=== RECORDS PROVIDED ===

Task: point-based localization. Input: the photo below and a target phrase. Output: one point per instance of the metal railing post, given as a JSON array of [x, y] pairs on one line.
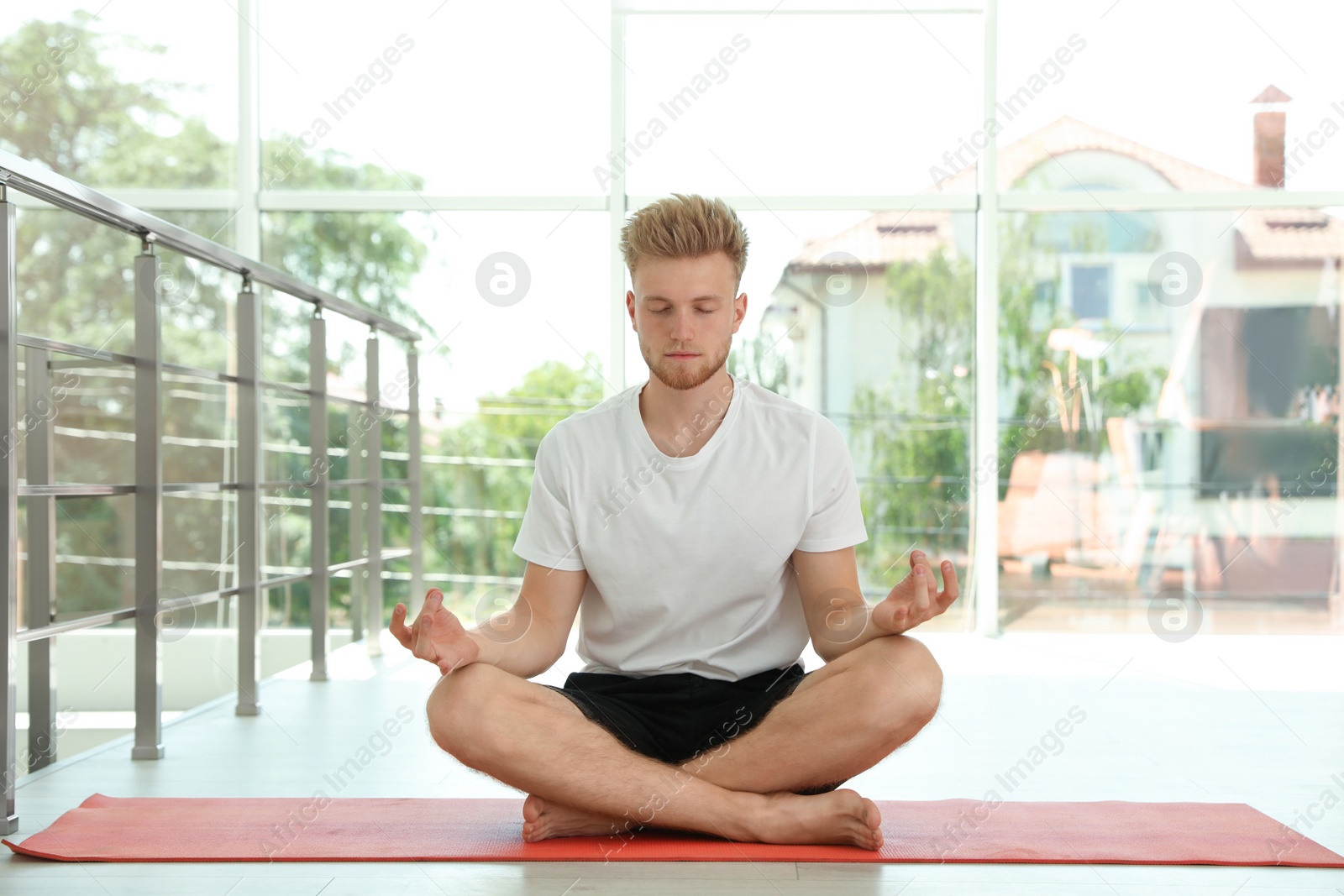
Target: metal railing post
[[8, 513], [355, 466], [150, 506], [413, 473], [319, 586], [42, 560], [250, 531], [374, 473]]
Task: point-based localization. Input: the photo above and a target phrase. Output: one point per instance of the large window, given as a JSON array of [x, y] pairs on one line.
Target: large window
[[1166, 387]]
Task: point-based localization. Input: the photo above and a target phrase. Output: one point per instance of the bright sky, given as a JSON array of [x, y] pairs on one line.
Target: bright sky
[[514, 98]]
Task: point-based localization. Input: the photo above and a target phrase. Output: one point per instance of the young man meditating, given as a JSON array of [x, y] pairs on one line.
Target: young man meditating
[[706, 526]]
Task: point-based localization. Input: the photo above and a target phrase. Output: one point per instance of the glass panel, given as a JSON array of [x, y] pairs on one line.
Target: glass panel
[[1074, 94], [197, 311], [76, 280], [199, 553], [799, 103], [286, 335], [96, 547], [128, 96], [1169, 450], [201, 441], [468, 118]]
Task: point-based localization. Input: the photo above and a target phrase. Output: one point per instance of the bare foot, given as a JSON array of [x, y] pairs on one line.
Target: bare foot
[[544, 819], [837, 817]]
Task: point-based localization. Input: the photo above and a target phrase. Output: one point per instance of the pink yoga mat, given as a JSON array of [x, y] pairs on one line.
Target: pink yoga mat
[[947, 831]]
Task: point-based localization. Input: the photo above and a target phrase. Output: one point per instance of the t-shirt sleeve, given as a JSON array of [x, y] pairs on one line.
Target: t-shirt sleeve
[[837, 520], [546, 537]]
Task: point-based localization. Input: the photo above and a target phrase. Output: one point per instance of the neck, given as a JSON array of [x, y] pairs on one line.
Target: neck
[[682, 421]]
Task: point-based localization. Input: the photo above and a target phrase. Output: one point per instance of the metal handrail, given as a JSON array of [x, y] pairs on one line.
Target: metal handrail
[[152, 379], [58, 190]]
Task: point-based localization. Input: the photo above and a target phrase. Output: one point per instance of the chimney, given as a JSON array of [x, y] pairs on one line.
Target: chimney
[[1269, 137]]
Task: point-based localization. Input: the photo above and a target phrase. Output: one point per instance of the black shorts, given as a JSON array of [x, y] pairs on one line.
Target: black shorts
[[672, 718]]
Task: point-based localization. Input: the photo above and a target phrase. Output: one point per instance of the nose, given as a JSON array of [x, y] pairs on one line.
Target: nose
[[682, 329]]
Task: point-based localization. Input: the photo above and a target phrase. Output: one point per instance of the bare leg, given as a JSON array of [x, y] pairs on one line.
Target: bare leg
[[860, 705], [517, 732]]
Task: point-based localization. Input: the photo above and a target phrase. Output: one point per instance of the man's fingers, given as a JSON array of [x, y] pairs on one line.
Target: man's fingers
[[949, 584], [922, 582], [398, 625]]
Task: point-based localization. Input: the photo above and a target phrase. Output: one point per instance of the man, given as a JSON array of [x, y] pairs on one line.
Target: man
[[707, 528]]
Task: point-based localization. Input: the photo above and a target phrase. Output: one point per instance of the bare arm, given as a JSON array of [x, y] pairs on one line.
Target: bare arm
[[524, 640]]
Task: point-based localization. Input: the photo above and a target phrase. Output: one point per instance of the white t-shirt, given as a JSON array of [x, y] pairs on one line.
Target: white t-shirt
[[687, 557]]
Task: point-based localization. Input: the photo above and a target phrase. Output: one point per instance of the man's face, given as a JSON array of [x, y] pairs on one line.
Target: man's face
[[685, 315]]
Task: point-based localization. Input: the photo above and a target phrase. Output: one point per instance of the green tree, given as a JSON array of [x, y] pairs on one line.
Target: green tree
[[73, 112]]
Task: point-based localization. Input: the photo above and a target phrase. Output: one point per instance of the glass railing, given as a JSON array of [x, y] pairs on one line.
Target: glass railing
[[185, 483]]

===

## AIM OF THE EXERCISE
Reproduce the data starting with the line containing "the man, given" and going on through the line containing "[[685, 315]]", both included. Shift every coordinate in the answers up by 17 and keep all other text unchanged.

## FULL OUTPUT
Task: point-based localization. Input: the photo above and a target phrase. Output: one point per instance of the man, given as a JSON array of [x, y] pairs on one line.
Target: man
[[724, 545]]
Task: point-based localization. Input: the photo above and a target phrase. Output: one point per instance of the bare arm, given as a JSON array of [x, y] pairs on one line.
Target: bare arm
[[541, 657]]
Task: point-based localization. Input: the photo above and a target phrase. Output: one point per instance of the white t-shirt, given as a JSON array of [x, y] pairs on one line.
Target: white t-shirt
[[704, 574]]
Task: point-based localization. Input: the photo above and a target phrase. Output: one point per instance of the man's face, given as a JSON array of [x, y] pairs on one line.
Target: man's face
[[702, 332]]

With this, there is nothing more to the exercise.